* _Set task_
Copy exactly the run of lines that begins at the line with "Please identify the second" and ends at the final line of the entries.

* _Task inputs_
— START —
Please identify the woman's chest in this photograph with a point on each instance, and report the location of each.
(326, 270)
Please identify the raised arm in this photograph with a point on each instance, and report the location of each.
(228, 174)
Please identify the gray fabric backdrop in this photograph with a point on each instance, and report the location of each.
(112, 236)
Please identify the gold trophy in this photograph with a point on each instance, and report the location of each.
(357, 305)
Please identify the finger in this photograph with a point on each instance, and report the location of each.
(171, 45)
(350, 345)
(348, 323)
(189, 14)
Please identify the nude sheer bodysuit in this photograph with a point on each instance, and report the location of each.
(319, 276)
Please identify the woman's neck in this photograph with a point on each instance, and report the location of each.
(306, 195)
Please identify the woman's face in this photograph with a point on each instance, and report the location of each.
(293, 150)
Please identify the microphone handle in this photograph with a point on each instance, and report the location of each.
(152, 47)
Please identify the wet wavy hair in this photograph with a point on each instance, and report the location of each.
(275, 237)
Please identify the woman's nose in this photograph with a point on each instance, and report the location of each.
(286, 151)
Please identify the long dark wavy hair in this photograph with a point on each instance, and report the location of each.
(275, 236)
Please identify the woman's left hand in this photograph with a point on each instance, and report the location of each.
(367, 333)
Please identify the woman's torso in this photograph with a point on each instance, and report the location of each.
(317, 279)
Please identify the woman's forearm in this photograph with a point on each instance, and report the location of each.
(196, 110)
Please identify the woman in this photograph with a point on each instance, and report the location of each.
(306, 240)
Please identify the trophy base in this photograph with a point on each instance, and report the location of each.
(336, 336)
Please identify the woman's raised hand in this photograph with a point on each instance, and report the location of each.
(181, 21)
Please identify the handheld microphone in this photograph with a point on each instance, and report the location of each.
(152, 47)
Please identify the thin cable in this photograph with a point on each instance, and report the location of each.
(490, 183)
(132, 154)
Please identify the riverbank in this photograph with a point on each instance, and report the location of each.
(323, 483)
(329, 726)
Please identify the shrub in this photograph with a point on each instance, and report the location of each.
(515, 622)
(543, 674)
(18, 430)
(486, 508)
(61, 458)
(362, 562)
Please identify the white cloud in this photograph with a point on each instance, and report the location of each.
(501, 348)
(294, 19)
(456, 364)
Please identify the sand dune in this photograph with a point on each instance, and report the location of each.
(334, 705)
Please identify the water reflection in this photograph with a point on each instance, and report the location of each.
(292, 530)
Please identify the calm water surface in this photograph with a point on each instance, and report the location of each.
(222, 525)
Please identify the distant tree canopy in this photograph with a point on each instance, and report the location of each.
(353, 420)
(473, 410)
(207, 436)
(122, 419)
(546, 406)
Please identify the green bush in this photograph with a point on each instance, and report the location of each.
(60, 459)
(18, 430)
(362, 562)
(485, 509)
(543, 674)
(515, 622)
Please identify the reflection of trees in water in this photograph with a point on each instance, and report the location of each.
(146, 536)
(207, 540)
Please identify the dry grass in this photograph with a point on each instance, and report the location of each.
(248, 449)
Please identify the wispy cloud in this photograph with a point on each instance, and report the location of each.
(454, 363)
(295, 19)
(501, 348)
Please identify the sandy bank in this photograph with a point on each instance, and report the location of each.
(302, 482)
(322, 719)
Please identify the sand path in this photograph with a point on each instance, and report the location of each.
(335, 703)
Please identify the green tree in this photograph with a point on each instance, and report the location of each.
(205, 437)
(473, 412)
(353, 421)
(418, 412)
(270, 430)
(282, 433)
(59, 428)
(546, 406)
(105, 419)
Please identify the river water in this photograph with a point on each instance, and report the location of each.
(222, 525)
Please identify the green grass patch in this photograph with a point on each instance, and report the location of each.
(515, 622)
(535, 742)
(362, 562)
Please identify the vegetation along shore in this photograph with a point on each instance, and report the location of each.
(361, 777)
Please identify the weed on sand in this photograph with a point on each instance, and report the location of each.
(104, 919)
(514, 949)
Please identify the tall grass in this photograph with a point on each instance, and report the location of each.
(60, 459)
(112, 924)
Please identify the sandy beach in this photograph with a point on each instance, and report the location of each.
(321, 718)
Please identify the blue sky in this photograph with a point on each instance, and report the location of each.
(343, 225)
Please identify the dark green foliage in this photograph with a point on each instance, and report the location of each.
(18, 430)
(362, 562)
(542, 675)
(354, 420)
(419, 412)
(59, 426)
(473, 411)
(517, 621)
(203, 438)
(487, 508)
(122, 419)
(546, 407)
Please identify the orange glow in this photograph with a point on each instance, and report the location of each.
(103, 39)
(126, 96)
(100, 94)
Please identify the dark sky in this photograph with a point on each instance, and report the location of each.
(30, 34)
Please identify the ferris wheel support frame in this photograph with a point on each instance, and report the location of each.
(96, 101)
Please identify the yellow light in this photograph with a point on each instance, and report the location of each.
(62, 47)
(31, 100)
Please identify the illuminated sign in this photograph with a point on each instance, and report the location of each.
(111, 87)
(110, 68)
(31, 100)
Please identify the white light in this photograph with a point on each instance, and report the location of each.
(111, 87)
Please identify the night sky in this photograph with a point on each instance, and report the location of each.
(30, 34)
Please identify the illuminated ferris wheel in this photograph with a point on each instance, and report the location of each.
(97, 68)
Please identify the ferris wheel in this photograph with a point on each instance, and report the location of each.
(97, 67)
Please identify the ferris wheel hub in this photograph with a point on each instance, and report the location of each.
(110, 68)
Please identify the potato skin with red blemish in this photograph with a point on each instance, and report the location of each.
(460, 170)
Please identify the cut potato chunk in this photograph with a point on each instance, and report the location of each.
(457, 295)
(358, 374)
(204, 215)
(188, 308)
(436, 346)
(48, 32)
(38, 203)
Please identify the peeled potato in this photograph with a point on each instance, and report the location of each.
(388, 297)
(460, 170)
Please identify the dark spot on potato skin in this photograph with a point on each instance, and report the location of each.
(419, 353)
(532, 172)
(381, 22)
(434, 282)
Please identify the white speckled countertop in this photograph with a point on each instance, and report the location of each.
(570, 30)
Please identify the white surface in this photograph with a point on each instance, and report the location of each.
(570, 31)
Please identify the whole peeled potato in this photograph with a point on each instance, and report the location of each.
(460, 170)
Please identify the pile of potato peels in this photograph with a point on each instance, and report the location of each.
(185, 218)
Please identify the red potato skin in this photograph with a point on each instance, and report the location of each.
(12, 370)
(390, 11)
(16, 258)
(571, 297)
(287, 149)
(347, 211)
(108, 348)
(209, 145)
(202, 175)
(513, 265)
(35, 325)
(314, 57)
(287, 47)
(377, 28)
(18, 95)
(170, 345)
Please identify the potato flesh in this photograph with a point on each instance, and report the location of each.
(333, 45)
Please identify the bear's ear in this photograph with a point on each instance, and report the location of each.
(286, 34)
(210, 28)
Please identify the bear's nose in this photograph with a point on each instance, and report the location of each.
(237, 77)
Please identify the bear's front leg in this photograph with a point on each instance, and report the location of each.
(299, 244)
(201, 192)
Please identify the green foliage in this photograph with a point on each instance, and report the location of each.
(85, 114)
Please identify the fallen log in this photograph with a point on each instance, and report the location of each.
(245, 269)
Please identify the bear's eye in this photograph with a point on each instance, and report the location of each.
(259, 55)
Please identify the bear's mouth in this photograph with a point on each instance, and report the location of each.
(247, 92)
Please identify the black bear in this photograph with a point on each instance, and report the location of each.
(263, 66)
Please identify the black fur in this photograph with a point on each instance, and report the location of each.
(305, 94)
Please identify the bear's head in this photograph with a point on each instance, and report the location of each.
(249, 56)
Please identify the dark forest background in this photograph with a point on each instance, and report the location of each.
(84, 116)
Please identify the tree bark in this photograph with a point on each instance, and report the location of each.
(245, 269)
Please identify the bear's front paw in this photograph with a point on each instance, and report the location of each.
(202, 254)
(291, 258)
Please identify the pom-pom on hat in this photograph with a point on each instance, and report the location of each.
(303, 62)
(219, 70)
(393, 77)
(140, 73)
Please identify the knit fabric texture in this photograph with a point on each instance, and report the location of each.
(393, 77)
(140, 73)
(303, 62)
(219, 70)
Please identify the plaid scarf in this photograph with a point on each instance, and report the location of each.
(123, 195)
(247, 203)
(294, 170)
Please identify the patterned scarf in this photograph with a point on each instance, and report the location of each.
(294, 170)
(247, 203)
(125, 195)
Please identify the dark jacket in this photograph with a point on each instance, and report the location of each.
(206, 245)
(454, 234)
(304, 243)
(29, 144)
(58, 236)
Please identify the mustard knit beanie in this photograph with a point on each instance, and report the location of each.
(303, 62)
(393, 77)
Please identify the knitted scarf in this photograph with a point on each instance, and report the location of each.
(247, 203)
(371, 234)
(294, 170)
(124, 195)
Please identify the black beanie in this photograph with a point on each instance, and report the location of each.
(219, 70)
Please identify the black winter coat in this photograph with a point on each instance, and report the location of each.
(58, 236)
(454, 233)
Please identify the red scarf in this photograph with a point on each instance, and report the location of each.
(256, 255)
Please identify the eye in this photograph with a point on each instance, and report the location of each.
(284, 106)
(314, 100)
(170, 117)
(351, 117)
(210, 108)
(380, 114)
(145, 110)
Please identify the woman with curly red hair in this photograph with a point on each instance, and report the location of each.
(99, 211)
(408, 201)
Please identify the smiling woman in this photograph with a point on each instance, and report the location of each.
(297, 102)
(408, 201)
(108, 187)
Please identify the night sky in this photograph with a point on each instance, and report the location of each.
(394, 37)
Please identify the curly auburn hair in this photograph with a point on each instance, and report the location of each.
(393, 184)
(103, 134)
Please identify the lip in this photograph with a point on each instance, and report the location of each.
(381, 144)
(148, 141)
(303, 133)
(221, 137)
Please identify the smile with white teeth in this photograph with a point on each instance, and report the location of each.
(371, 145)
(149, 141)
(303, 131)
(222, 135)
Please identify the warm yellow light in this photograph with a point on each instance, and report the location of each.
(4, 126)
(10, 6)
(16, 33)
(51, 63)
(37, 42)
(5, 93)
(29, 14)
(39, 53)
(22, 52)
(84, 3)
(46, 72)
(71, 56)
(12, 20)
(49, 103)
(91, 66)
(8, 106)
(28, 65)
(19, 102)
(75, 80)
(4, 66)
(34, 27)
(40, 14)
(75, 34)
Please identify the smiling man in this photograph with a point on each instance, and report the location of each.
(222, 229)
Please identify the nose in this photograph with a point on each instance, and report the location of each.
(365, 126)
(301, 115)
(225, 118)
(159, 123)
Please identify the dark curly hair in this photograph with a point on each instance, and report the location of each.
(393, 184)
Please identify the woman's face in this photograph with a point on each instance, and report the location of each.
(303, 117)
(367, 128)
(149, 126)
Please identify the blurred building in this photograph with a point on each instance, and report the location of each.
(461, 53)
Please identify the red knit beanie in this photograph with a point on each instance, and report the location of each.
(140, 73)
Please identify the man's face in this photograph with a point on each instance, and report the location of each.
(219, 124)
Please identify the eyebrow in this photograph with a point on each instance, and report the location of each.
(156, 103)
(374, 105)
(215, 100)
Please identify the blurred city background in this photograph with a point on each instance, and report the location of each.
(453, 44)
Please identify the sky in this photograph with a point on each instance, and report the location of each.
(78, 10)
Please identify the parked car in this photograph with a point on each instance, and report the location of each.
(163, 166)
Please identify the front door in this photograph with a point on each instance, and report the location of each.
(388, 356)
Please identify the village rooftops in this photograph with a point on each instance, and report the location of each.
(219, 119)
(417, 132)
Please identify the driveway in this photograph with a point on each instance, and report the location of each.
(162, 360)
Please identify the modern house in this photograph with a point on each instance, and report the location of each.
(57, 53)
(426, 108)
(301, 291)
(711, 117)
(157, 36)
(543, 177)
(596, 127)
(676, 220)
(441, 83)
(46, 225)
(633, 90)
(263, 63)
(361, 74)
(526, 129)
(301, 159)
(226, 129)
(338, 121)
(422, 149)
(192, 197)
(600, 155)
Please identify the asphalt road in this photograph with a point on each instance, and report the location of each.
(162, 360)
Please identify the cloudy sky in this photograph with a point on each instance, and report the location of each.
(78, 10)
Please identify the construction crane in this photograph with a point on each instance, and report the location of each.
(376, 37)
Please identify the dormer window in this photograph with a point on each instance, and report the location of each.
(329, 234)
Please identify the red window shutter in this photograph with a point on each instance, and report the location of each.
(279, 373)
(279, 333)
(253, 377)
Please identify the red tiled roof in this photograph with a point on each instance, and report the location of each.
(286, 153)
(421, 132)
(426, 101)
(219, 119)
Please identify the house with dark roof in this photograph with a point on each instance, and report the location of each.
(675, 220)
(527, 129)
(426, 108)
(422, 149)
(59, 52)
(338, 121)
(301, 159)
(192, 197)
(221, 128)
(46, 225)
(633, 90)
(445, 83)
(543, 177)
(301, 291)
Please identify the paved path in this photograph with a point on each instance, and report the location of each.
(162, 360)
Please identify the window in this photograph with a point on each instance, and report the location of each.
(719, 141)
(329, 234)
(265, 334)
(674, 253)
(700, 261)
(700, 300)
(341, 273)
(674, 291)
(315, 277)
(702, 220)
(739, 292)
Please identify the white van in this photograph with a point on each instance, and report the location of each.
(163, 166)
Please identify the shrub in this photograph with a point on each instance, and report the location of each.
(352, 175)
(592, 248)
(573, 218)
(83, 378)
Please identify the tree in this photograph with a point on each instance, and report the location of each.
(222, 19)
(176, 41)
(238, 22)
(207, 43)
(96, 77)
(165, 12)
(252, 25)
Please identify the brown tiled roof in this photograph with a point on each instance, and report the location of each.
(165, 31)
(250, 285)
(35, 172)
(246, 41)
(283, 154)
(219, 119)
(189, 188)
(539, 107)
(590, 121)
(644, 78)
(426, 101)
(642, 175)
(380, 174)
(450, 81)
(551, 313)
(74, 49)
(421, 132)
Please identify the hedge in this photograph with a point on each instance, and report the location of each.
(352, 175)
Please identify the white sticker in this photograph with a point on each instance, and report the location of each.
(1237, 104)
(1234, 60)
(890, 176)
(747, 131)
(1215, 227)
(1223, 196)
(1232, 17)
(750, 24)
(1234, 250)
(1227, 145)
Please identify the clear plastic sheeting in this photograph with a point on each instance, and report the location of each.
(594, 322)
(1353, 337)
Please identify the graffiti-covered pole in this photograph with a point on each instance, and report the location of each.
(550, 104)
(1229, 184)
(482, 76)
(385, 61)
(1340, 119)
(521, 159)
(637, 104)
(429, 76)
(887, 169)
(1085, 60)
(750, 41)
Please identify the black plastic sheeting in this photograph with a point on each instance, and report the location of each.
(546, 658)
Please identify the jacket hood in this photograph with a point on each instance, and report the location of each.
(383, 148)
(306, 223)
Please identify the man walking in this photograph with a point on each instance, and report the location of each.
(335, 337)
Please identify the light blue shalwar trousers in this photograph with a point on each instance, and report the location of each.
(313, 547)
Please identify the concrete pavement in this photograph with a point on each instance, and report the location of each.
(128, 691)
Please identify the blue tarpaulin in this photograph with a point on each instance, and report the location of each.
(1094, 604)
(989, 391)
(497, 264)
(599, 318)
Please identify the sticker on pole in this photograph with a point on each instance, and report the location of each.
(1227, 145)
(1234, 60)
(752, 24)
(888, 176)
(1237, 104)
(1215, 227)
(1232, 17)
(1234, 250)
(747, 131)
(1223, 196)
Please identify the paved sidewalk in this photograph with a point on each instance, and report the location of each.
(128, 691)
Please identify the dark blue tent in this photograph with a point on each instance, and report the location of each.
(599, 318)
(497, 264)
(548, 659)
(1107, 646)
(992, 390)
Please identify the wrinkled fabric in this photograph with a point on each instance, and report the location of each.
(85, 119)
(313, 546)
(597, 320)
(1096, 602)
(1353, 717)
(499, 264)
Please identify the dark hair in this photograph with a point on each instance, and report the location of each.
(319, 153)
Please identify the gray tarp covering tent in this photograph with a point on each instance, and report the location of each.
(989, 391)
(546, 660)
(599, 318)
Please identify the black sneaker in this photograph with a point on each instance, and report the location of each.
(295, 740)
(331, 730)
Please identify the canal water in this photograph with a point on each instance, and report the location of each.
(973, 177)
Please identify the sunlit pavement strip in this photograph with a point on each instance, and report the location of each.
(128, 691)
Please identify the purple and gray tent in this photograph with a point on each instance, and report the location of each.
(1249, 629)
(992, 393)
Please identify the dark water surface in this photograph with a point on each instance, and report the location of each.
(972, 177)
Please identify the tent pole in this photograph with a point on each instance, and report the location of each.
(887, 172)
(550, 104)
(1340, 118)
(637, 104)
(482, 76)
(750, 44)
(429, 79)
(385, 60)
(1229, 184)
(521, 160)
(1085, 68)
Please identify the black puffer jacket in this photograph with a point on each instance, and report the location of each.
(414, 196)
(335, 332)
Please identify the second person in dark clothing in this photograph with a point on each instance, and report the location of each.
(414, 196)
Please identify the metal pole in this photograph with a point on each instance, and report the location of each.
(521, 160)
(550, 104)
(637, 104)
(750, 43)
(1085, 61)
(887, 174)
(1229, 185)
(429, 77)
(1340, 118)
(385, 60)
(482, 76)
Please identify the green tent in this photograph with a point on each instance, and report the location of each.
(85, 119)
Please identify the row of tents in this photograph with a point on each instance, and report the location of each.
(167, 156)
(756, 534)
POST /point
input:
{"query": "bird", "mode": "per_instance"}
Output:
— END —
* _Correct answer_
Please identify the second person in dark clothing in this photograph with a point on each instance, and report the location of each.
(414, 196)
Please identify the metal pole in this photograph with a point on each instance, and report the location of each.
(521, 160)
(550, 104)
(637, 104)
(750, 43)
(1085, 61)
(887, 174)
(1229, 185)
(429, 77)
(1340, 118)
(385, 60)
(482, 76)
Please identify the green tent in this photograph with a point on each instance, and report the location of each.
(85, 119)
Please identify the row of tents in this photograph with a point on each instance, and report the location of each.
(167, 156)
(756, 534)
POST /point
input:
{"query": "bird", "mode": "per_instance"}
Output:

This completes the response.